# PROBLEM
Count the lines in the records that contain the string "detect", treating uppercase and lowercase as different. Give only the number.
--*--
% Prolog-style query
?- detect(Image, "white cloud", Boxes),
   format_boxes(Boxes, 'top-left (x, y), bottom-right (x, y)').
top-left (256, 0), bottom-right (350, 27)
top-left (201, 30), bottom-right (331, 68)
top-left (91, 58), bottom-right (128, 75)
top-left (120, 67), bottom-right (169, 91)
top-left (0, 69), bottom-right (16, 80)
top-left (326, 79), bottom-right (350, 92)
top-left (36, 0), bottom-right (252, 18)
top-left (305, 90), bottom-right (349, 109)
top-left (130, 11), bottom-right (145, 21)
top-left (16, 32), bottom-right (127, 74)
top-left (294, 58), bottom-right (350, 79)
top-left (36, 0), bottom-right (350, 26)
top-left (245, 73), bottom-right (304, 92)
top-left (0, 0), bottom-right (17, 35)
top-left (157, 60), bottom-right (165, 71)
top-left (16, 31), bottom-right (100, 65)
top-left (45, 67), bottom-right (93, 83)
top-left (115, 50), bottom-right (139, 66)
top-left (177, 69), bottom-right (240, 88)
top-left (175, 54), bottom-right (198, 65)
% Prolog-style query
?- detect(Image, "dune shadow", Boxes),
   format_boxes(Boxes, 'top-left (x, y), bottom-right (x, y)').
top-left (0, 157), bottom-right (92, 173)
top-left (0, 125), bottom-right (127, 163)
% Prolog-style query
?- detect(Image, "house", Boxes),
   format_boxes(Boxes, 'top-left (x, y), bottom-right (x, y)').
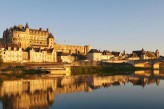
--*--
# CORRECT RESULT
3